- **Records from a data source**

--------

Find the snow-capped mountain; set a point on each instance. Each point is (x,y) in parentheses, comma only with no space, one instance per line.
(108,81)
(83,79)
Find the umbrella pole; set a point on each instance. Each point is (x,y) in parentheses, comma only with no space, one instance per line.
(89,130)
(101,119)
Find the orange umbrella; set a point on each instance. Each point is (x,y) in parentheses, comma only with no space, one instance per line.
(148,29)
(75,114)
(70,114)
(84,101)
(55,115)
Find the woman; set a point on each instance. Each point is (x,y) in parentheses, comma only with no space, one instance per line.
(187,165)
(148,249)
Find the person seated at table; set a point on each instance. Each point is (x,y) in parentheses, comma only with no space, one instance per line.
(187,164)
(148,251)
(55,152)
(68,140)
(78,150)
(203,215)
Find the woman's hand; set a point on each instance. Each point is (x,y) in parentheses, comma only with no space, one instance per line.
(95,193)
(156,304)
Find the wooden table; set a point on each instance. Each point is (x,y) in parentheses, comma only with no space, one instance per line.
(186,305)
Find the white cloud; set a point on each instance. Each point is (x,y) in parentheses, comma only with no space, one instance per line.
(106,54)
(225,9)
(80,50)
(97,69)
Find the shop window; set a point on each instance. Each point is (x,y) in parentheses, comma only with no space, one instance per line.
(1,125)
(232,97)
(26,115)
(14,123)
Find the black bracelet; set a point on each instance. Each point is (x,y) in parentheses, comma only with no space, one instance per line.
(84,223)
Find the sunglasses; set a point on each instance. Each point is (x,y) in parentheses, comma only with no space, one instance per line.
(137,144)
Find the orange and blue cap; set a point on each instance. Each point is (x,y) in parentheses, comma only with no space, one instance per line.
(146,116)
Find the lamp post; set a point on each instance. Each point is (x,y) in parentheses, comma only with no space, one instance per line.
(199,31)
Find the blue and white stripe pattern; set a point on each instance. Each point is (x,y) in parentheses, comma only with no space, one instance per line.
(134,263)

--------

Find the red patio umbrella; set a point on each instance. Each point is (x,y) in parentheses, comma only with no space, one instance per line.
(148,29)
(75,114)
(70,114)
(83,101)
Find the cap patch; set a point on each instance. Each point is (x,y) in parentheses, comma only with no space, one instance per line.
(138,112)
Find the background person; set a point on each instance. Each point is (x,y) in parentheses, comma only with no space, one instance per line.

--------

- **Job**
Copy the data above word for word, from the line containing "Find the cap" down through the line containing "Find the background", including both of those lines.

- **Result below**
Find the cap patch; set a point on each instance. Each point is (x,y) in parentheses, comma only with no space, one instance per line.
(138,112)
Find the background person; set a point on each instance. Each point is (x,y) in parentheses, comma only with no space, one instance per line.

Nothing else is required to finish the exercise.